# Direction
Repeat the stretch from "Diesel is not" through "tank before summer." in the passage on U.S. diesel supplies.

-- start of Quoted text --

The U.S. responded to the global fuel crisis by exporting record amounts of oil and fuel. That was the right geopolitical move. It also drained domestic diesel supplies to their lowest level since 2003.
U.S. distillate supplies fell to 102.3 million barrels. The country exported a record 14.2 million barrels per day in a single week. Domestic stocks fell 24.1 million barrels in seven days. Diesel now averages $5.67 nationally.
Diesel is not gasoline. It moves trucks, freight, and farm equipment. When diesel gets expensive, goods get more expensive shortly after.
What Is Already Low
Gasoline inventories sit 4 percent below seasonal averages
Domestic stocks should be building now, ahead of summer
A Carlyle strategist said Europe could hit tank bottoms this month
The U.S. could reach that level around July 4
A Mizuho energy director called it "a shortage of our own making." Every barrel exported to help Europe is a barrel not in a U.S. tank before summer.
The Transmission
Diesel at $5.67 moves into goods prices within weeks. The April CPI lands next week. The May CPI is where diesel's full impact shows up. That number will be harder to explain away.
CLOSING LENS
Today drew the line between what is immune and what is not.
Datadog and Fortinet proved AI monitoring is untouchable. Maersk proved peace does not reset costs. McDonald's proved consumer resilience has an income floor. And diesel at a 20-year low proved the U.S. exported its way into its own shortage.
The split is no longer a forecast. It is a result.

-- end of Quoted text --
-- start of Data provided --

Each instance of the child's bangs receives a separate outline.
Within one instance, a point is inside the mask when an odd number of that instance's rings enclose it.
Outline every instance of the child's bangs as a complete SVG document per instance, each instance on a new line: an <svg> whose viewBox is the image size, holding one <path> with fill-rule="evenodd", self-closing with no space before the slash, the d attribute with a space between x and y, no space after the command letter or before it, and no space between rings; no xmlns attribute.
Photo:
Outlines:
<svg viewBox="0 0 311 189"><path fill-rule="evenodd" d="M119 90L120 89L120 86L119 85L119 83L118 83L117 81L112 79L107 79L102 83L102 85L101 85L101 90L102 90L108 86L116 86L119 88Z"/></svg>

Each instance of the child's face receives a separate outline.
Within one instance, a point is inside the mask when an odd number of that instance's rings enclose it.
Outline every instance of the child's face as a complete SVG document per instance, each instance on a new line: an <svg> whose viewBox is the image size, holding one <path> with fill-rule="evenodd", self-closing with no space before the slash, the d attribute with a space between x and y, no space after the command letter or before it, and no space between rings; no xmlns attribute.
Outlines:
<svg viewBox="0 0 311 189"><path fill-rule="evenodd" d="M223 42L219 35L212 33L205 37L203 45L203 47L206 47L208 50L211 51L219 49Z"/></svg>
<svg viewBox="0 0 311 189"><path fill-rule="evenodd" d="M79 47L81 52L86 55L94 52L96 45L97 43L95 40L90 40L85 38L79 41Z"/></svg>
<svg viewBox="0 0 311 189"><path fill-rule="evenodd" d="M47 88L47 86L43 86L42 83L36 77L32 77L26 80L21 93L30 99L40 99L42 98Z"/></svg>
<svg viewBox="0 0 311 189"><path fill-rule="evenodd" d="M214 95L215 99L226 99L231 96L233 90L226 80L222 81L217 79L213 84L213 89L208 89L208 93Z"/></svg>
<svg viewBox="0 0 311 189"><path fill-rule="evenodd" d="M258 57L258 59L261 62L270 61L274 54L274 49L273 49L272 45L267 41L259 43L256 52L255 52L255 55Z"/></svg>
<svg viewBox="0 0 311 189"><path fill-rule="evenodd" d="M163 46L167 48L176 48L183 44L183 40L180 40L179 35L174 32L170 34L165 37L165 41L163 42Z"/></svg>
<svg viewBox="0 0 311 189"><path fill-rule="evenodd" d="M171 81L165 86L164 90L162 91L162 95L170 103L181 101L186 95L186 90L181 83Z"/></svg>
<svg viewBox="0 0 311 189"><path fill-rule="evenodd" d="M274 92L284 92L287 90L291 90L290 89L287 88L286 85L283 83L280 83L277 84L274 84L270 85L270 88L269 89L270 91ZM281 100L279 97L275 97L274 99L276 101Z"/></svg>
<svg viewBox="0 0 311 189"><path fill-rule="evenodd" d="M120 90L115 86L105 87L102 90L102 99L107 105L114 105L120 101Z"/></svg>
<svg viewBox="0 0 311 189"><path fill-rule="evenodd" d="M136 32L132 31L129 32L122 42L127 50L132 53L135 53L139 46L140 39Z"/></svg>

-- end of Data provided --

# Worked solution
Diesel is not gasoline. It moves trucks, freight, and farm equipment. When diesel gets expensive, goods get more expensive shortly after.
What Is Already Low
Gasoline inventories sit 4 percent below seasonal averages
Domestic stocks should be building now, ahead of summer
A Carlyle strategist said Europe could hit tank bottoms this month
The U.S. could reach that level around July 4
A Mizuho energy director called it "a shortage of our own making." Every barrel exported to help Europe is a barrel not in a U.S. tank before summer.